— What the task requires —
Rewrite the source records below as a numbered list, one line per item, skipping any blank lines. Leave the pictures out of your answer.

Source records:
####################

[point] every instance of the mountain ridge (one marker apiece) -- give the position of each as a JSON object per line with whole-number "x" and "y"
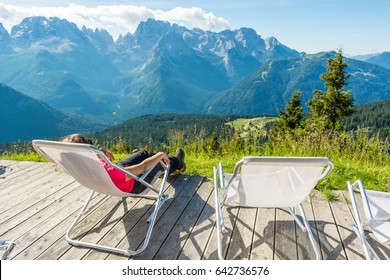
{"x": 167, "y": 68}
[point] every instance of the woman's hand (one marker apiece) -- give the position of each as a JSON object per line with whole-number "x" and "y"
{"x": 109, "y": 155}
{"x": 164, "y": 158}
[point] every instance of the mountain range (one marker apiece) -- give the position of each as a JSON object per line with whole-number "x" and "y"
{"x": 166, "y": 68}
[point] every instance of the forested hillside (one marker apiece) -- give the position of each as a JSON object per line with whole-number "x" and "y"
{"x": 159, "y": 130}
{"x": 372, "y": 117}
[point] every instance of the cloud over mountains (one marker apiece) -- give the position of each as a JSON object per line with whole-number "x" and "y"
{"x": 121, "y": 20}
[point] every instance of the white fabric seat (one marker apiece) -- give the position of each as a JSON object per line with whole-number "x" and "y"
{"x": 278, "y": 182}
{"x": 82, "y": 162}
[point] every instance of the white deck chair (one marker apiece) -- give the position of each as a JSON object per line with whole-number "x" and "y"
{"x": 272, "y": 182}
{"x": 81, "y": 161}
{"x": 376, "y": 207}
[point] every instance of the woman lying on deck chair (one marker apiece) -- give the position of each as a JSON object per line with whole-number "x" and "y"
{"x": 137, "y": 163}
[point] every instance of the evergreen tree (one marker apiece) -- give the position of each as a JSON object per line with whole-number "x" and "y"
{"x": 331, "y": 106}
{"x": 292, "y": 117}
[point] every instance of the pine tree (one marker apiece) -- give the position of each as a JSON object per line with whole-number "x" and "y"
{"x": 292, "y": 117}
{"x": 330, "y": 107}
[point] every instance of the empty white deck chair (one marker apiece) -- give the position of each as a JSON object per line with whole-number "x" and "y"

####################

— Full solution —
1. [point] every instance of the mountain ridge (one marker apiece) -- give the position of each as a JSON object per line with whole-number "x" and "y"
2. {"x": 167, "y": 68}
3. [point] every instance of the woman's hand (one marker apiece) -- give the position of each as a JSON object per line with whole-number "x" and "y"
4. {"x": 109, "y": 155}
5. {"x": 164, "y": 158}
6. [point] every instance of the mountain range (one marker apiece) -- give the position of each as a JSON object per line with whole-number "x" and "y"
7. {"x": 166, "y": 68}
8. [point] every instance of the forested hillside (one marker apiece) -- give the position of each as a JSON object per line with whole-number "x" and "y"
9. {"x": 159, "y": 130}
10. {"x": 372, "y": 117}
11. [point] every instance of the cloud over mountains (one marker apiece) -- give the position of each as a JSON object per line with whole-number "x" and "y"
12. {"x": 121, "y": 20}
13. [point] every instance of the white fabric seat (one marker apiece) -- give the position of each as a JSON object per line with whole-number "x" and "y"
14. {"x": 278, "y": 182}
15. {"x": 82, "y": 162}
16. [point] every instance of the white deck chair (one marker apiece) -- give the position of each as a JSON object per line with whole-number "x" and "y"
17. {"x": 272, "y": 182}
18. {"x": 81, "y": 161}
19. {"x": 376, "y": 207}
20. [point] every instance of the woman lying on deck chair (one marker apiece) -- give the position of each as a JSON object per line with whole-number "x" and "y"
21. {"x": 137, "y": 163}
22. [point] every instance of the evergreen tree (one marker apiece) -- give the position of each as a JSON object per line with whole-number "x" and "y"
23. {"x": 331, "y": 106}
24. {"x": 292, "y": 117}
25. [point] every instance of the pine tree (one marker apiece) -- give the position of each as a JSON object per line with whole-number "x" and "y"
26. {"x": 292, "y": 117}
27. {"x": 330, "y": 107}
28. [point] every instance of the empty white deck chair (one marker apiece) -- give the position of each as a JSON object per line with whole-number "x" and "y"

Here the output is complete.